# What you have to do
Copy the entries from the line containing "For every instance of the white cloud, set" through the line containing "[[238, 256], [437, 233]]", inclusive, swapping "marker" for "pin" and leaving everything else unchanged.

# Records shown
....................

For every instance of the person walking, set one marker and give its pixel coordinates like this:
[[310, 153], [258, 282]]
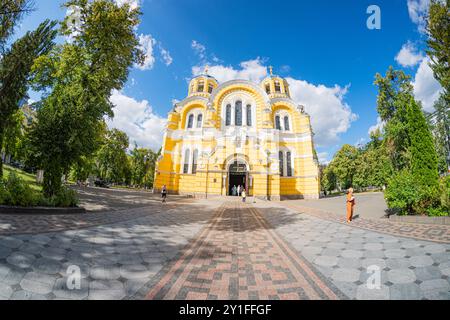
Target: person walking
[[164, 193], [350, 205]]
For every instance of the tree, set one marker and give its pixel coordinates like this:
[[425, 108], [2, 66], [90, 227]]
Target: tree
[[438, 26], [143, 166], [14, 131], [373, 166], [328, 179], [15, 68], [394, 93], [423, 155], [112, 158], [10, 13], [79, 77], [343, 165], [439, 123]]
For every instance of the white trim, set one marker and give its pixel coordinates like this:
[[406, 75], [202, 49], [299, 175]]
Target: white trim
[[195, 112], [282, 114]]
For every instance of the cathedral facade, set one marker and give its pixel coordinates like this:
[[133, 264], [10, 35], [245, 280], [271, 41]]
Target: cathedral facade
[[238, 133]]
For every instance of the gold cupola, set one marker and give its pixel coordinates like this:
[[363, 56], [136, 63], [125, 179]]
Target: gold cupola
[[275, 86], [202, 85]]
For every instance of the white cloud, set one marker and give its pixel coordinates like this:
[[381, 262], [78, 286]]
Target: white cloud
[[146, 43], [418, 11], [408, 55], [323, 157], [330, 114], [252, 70], [378, 126], [134, 4], [138, 120], [426, 88], [165, 54]]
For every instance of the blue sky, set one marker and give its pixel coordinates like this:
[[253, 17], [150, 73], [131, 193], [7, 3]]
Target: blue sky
[[322, 47]]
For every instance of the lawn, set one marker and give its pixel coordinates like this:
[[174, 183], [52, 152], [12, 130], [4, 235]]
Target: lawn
[[28, 177]]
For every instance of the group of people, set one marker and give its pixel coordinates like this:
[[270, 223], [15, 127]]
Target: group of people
[[236, 191], [239, 191]]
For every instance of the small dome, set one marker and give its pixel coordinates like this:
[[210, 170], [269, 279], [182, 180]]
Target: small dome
[[275, 86], [202, 85]]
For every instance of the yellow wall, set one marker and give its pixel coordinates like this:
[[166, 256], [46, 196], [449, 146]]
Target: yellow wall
[[211, 171]]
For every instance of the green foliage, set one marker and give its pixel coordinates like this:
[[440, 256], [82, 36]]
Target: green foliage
[[439, 123], [112, 158], [64, 198], [444, 190], [15, 68], [10, 13], [83, 168], [394, 94], [438, 26], [143, 166], [16, 192], [423, 163], [343, 165], [328, 179], [406, 196], [80, 76]]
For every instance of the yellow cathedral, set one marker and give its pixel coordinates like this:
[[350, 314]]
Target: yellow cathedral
[[238, 133]]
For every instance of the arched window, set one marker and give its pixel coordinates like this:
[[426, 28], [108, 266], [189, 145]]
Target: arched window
[[199, 120], [201, 86], [228, 115], [277, 123], [194, 161], [286, 123], [190, 121], [277, 86], [186, 161], [288, 164], [280, 158], [238, 114]]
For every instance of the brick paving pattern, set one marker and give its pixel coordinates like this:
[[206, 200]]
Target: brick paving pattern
[[238, 256], [437, 233]]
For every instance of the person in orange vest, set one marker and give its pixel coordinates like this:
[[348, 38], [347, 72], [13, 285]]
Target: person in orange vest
[[350, 205]]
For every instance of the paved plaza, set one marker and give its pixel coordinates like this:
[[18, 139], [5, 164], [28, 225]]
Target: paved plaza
[[218, 249]]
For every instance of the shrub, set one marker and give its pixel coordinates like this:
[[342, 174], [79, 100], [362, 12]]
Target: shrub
[[437, 212], [405, 195], [14, 191], [444, 189], [17, 192], [3, 192]]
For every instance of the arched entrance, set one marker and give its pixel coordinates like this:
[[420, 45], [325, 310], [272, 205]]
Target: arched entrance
[[237, 176]]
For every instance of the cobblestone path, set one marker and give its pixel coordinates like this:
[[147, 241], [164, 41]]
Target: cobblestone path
[[238, 256]]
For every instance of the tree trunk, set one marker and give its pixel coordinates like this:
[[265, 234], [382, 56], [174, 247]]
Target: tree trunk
[[52, 179], [1, 147]]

....................

# Answer to this problem
For every instance of the white cloud, set one pin and give its pixel coordinates like this:
[[381, 262], [78, 286]]
Target: white cloud
[[146, 43], [418, 11], [408, 55], [323, 157], [330, 114], [252, 70], [378, 126], [134, 4], [138, 120], [426, 88], [165, 54]]
For every instance of the blue sky, set one pin and give its pixel coordinates like this:
[[253, 17], [150, 73], [131, 193], [7, 3]]
Target: blue sky
[[322, 47]]
For every instance of the lawn, set one pin and give its pixel coordinates like this:
[[174, 183], [52, 152], [12, 130], [4, 235]]
Target: lawn
[[28, 177]]
For every instance of the group of people, set one pin and give its pixel coordinates like this:
[[270, 223], [15, 127]]
Target: group of people
[[236, 191], [239, 191]]
For every instance of the small dome, set one pin and give its pixel coordinates like this:
[[210, 170], [269, 279], [182, 180]]
Target: small dome
[[275, 86], [202, 85]]
For every instance of the yellow wall, set one pin and give its pixel coordinates like this:
[[166, 256], [46, 196], [449, 146]]
Target: yellow wall
[[211, 171]]
For every instance of the green foliage, set one pin and give its pixel coordinates like this:
[[440, 256], [82, 36]]
Target: green foliage
[[439, 123], [112, 158], [64, 198], [444, 190], [15, 68], [10, 13], [83, 168], [394, 94], [438, 26], [143, 166], [16, 192], [423, 163], [343, 165], [328, 179], [406, 196], [80, 76]]
For every instance of the yellow cathedral, set one pin and give its pixel coordinates like this:
[[350, 314]]
Target: yellow cathedral
[[238, 133]]
For every instance of the arched window, set one pin and give its pixel coordinates like this:
[[426, 28], [108, 266], [189, 145]]
Target: arched window
[[199, 120], [201, 86], [228, 115], [277, 123], [194, 161], [286, 123], [190, 121], [277, 86], [186, 161], [288, 164], [280, 158], [238, 114]]
For every instance of the brick paving pattern, set one pin and give its pixel coordinates like this:
[[206, 200]]
Target: brick paving pattern
[[238, 256], [437, 233]]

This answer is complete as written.